(Coordinate annotation items)
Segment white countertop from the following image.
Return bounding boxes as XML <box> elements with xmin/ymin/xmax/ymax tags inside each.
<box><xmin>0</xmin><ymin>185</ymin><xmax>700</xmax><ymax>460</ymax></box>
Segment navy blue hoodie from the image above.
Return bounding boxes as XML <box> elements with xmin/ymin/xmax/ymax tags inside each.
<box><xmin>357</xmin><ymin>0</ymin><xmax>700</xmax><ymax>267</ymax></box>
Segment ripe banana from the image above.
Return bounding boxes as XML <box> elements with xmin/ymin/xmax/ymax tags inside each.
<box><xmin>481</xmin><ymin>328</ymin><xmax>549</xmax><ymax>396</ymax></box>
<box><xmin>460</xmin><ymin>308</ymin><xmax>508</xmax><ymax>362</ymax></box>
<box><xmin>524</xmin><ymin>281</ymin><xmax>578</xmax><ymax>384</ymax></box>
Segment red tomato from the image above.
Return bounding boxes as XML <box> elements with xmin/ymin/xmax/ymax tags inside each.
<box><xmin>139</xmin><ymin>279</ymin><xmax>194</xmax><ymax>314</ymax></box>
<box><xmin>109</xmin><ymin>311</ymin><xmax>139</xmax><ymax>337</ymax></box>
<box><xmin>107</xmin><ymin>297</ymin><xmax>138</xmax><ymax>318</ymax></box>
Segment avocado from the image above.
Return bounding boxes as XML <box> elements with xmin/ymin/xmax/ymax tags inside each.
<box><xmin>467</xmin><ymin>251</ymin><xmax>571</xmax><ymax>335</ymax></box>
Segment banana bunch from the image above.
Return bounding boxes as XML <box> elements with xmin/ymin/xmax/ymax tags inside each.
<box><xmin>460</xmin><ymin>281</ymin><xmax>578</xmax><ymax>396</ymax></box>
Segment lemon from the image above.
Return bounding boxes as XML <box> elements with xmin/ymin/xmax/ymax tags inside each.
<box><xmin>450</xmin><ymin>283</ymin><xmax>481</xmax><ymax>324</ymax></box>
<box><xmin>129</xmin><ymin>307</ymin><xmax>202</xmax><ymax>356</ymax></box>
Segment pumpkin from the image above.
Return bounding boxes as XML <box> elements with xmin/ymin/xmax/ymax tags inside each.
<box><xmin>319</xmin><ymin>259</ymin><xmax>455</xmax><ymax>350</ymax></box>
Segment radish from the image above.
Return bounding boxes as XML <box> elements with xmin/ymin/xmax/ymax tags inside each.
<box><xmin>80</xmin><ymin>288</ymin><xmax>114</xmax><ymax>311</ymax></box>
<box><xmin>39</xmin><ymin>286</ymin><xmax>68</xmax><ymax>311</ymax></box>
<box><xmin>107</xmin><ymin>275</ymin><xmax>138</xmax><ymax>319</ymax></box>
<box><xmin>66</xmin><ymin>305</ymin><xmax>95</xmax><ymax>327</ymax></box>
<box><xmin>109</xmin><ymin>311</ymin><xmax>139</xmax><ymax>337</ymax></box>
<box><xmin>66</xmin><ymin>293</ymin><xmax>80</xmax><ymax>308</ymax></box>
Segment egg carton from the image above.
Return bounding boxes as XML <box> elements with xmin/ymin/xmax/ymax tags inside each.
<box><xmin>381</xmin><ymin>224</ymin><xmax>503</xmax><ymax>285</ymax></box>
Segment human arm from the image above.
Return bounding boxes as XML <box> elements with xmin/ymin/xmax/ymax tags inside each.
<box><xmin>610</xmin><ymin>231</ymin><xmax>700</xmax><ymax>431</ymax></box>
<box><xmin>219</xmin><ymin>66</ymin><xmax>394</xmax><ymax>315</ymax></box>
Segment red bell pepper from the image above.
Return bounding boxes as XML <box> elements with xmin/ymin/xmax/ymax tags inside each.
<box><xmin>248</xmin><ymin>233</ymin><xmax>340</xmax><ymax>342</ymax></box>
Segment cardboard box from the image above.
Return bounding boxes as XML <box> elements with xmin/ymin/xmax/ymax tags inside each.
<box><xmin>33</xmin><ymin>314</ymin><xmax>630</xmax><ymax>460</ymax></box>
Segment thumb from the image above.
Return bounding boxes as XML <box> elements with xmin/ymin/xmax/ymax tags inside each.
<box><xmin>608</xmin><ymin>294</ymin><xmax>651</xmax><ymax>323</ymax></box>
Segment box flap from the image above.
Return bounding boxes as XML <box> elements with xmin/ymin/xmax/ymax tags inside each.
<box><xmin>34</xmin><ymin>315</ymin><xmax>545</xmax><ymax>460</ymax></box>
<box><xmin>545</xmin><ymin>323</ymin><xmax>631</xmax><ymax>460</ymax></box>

● TASK DETAILS
Count the lines in the items above that contain the word "banana", and give only the number.

● OUTPUT
2